Does helping housing-insecure people pay rental deposits lead to lower healthcare use?
A new study says maybe.
- 3 min. read ▪ Published
At least four states, including California, have implemented rental housing deposit support as part of Medicaid benefits.
A new paper by authors at UC Berkeley School of Public Health and elsewhere evaluates whether this type of benefit, offered as part of a Whole-Person Care pilot program in California, led to changes in hospital, emergency department, outpatient, and other health care use.
“Interventions that provide housing directly, such as permanent supportive housing or hotel placements, have been shown to reduce health spending and hospital utilization,” according to the study’s authors. “Some evidence also indicates rental assistance is associated with lower odds of poor health, less psychological distress, and fewer unmet health care needs.” However, the health benefits of rental deposit assistance had not been previously quantified.
The study compared changes in health care use among 1,690 adults in Contra Costa County between October 2018 and December 2021. Half of the adults received housing deposit support along with case management; in which a professional works with a client to identify, coordinate, and advocate for services, which may span the medical, behavioral health, and social care systems. Half received only case management during that same time period. One-time moving transition costs for those who received them averaged $1,750 per recipient.
Both cohorts were made up of those who were housing insecure.
“About half of the individuals who received a deposit felt they were at risk of losing their housing within six months,” said lead author Margae Knox, currently a postdoctoral researcher at Kaiser Permanente Northern California. Knox received her doctorate in Health Policy from UC Berkeley School of Public Health in 2023. “The comparison group—who received case management only—reported similar levels of housing insecurity.”

» Exercise goal
Carry on the article about rental deposit help and health care use, starting right after its last sentence. The data comes from a different source than the article.

» Data section
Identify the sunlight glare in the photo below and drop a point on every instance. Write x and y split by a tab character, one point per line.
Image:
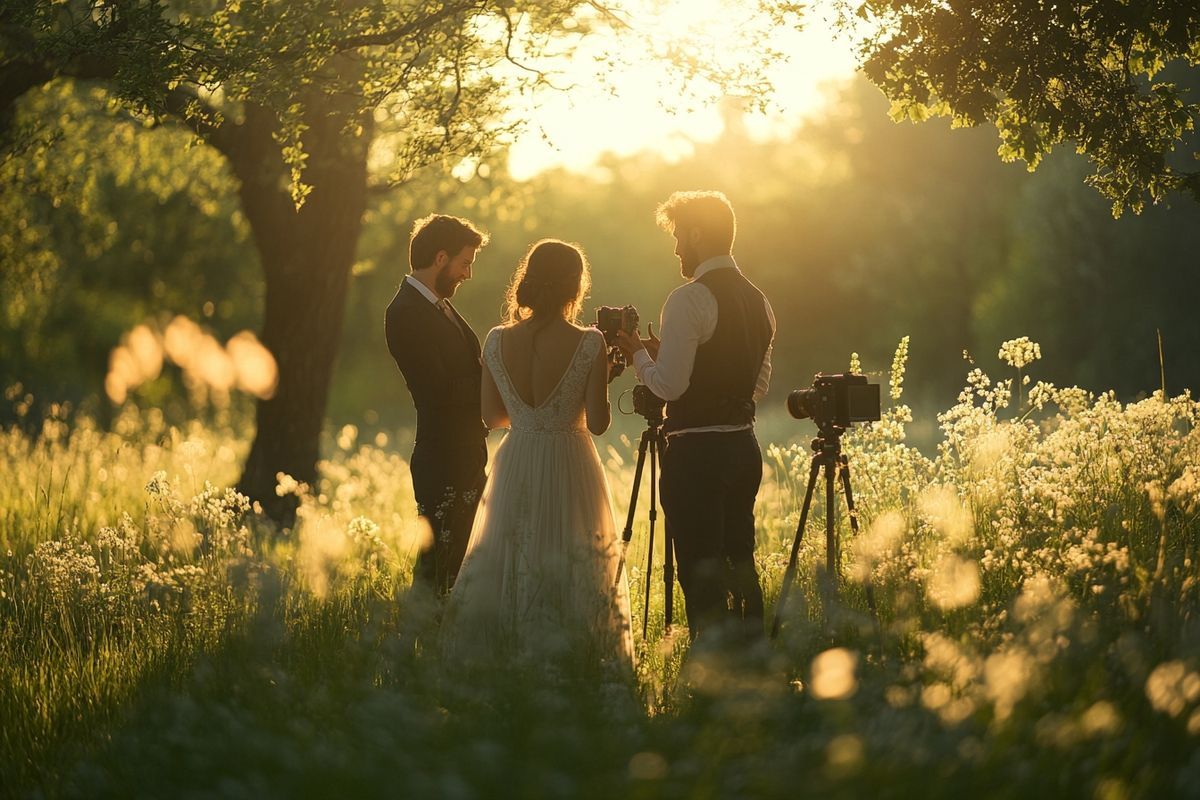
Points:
627	104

» Task output
Looking at results for both groups, health care use declined for all services in both the deposit group and the comparison group from six months before intervention to six months post intervention. The group who received housing deposits did not show a greater decrease in health care usage.
“This is a study to build on,” said Knox. “It’s important to understand how our policies are working. It’s a starting place to figure out how to make these programs work for the people who need them.”
Indeed, Knox and her fellow researchers write that “one explanation for similarities in health care use across both groups is that both groups received case management, minimizing the observed treatment effect for housing deposits.”
“It is still possible that deposits support better health and well-being, despite no identifiable differences in health care use between the deposit and comparison groups. For example, deposit recipients who transitioned to stable housing may have gained improved rest, a cleaner environment for health maintenance, kitchen access to cook cost-effective nutritious meals, and the ability to leverage food benefits and similar supports.”
Although some may think these more innovative Medicaid programs are being led by blue states. But Arizona and Arkansas have also invested in these rental deposit assistance programs.